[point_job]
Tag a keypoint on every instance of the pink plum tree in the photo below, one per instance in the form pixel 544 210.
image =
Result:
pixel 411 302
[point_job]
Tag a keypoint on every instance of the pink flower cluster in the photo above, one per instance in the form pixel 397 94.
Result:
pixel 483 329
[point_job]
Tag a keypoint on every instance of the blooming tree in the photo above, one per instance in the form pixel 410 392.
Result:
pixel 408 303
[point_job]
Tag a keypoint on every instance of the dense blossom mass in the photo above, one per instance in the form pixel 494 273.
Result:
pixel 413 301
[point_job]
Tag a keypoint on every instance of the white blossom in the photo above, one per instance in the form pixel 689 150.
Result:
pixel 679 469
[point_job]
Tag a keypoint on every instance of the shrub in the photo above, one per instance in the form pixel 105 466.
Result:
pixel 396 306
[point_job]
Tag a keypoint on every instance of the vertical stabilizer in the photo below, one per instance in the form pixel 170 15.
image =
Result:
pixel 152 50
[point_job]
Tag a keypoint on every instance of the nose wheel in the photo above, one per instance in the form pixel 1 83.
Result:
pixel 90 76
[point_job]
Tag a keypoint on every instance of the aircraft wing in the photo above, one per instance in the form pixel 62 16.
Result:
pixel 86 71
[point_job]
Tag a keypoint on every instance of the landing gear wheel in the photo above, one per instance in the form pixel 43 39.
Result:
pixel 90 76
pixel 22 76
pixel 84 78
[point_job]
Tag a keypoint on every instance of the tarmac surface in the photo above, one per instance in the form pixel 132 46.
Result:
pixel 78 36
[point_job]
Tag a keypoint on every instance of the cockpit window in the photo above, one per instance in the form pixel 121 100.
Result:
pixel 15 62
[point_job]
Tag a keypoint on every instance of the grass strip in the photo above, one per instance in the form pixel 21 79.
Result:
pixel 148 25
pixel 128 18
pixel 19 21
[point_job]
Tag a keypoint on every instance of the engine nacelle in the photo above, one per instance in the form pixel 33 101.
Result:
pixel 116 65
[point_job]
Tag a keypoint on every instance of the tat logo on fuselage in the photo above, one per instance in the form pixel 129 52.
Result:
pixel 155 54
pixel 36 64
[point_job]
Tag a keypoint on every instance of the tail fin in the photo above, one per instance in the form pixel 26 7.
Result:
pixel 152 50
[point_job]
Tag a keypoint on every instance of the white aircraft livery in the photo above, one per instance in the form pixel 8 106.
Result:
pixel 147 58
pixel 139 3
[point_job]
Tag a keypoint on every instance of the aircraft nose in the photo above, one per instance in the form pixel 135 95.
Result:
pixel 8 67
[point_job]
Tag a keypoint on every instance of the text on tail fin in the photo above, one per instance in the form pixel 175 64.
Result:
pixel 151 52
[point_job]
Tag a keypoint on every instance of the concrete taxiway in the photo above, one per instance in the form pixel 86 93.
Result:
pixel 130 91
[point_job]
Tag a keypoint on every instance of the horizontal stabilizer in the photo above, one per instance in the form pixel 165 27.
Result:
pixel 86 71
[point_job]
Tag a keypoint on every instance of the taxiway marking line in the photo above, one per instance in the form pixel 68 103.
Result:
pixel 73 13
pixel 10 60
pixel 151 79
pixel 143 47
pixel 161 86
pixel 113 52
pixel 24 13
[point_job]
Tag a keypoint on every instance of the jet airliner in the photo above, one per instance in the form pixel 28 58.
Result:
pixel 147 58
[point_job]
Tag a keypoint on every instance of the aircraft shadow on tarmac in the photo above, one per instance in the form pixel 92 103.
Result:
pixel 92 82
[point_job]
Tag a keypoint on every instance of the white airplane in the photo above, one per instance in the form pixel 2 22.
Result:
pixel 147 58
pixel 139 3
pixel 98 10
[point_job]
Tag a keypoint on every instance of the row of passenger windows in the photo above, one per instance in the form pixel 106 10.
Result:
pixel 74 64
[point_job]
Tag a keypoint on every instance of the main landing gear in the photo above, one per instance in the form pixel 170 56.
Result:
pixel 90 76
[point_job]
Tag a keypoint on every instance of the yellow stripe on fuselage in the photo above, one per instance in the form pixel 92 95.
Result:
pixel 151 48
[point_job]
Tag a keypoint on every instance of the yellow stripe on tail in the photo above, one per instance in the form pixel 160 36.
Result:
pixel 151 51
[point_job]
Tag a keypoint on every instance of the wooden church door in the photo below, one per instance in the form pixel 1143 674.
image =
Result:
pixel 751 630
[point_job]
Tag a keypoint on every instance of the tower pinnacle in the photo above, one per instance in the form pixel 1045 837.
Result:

-=-=-

### Task brief
All of the entries above must be output word for word.

### Your response
[point_job]
Tag a keypoint on every instance of the pink plum tree in the photo below, one per instance in the form pixel 544 210.
image =
Result:
pixel 411 302
[point_job]
Tag a keypoint on every instance of the pink flower cluster in the photo above, one per instance in the form pixel 397 94.
Result:
pixel 483 329
[point_job]
Tag a keypoint on every instance of the blooming tree in the photo above, one per instance in the form pixel 410 392.
Result:
pixel 408 303
[point_job]
Tag a keypoint on every instance of the dense blossom mass in the photo above, one per instance in the form pixel 494 273.
Result:
pixel 413 301
[point_job]
Tag a keypoint on every instance of the white blossom in the photo above, one per instance in the form pixel 689 150.
Result:
pixel 679 469
[point_job]
Tag a keypoint on every instance of the shrub in the photo above, one per instance in the form pixel 105 466.
Result:
pixel 396 306
[point_job]
Tag a keypoint on every instance of the vertical stabilizer in the photo below, one per instance in the form pixel 170 15.
image =
Result:
pixel 152 50
[point_job]
Tag a keypoint on every instance of the nose wheel in the photo above, one per instance in the form pixel 1 83.
Result:
pixel 90 76
[point_job]
Tag a keypoint on every instance of the aircraft wing in the photo above, one per instance in the form pixel 62 16.
Result:
pixel 86 71
[point_job]
Tag a keypoint on every instance of the landing gear wheel in the photo above, one per instance in the form pixel 43 39.
Result:
pixel 90 76
pixel 22 76
pixel 84 78
[point_job]
Tag a keypoint on every instance of the tarmac surface in the photo above, one per instance in the form pixel 132 46.
Result:
pixel 78 36
[point_job]
Tag a keypoint on every instance of the cockpit window in the photo above, one per instance in the form pixel 121 100.
Result:
pixel 15 62
[point_job]
Tag a keypoint on every instance of the grass strip in the photo above, one per instance in the form pixel 21 79.
Result:
pixel 148 25
pixel 128 18
pixel 19 21
[point_job]
Tag a keypoint on every instance of the engine nacelle in the photo above, one per instance in the form pixel 33 101.
Result:
pixel 116 65
[point_job]
Tag a keypoint on every instance of the tat logo on fuselage in the photo above, one per instance in the form pixel 129 52.
Result:
pixel 155 54
pixel 36 64
[point_job]
Tag a keypoint on every instance of the tail fin in the photo above, one per instance in the form pixel 26 7.
Result:
pixel 152 50
[point_job]
Tag a keypoint on every instance of the white aircraft livery in the photo above, one per instance in the form pixel 8 106.
Result:
pixel 147 58
pixel 139 3
[point_job]
Tag a keypoint on every instance of the aircraft nose in the photo above, one per instance in the form pixel 135 95.
Result:
pixel 8 67
[point_job]
Tag a keypoint on every instance of the text on tail fin in the photo above, one per instance in the form pixel 175 64.
Result:
pixel 151 52
[point_job]
Tag a keypoint on every instance of the concrete taxiway in the photo above, one per instance in the form pixel 86 93.
Result:
pixel 130 91
[point_job]
Tag a keypoint on every instance of the horizontal stabilizer in the photo above, one per instance in the form pixel 165 27.
Result:
pixel 86 71
[point_job]
Tag a keypoint on every instance of the taxiway marking line in the photo above, one per instance in the form pixel 68 103.
Result:
pixel 73 13
pixel 10 60
pixel 151 79
pixel 143 47
pixel 161 86
pixel 113 52
pixel 24 13
[point_job]
Tag a keypoint on every instance of the jet airliner in the photo above, one per instance in the form pixel 28 58.
Result:
pixel 147 58
[point_job]
Tag a keypoint on every instance of the aircraft shadow on tarmac in the photo above, one per instance in the form pixel 92 103.
Result:
pixel 92 82
[point_job]
Tag a keypoint on every instance of the white airplane in the photo above, one per instance in the form pixel 2 22.
Result:
pixel 147 58
pixel 139 3
pixel 98 10
[point_job]
Tag a keypoint on every instance of the row of passenger windows in the photo above, one per instance in the form pixel 106 10.
Result:
pixel 74 64
[point_job]
Tag a keypoint on every instance of the main landing gear in the photo above, one per instance in the form pixel 170 56.
Result:
pixel 90 76
[point_job]
Tag a keypoint on every instance of the yellow stripe on fuselage in the photo above, one per instance in the form pixel 92 95.
Result:
pixel 151 48
[point_job]
Tag a keypoint on every instance of the yellow stripe on tail in the photo above, one per instance in the form pixel 160 36.
Result:
pixel 151 51
[point_job]
Tag a keypoint on every instance of the wooden church door in the photo below, one per instance in the form pixel 1143 674.
image =
Result:
pixel 751 630
[point_job]
Tag a keypoint on every instance of the tower pinnacle in the photo above, one per instance in the form pixel 1045 837.
Result:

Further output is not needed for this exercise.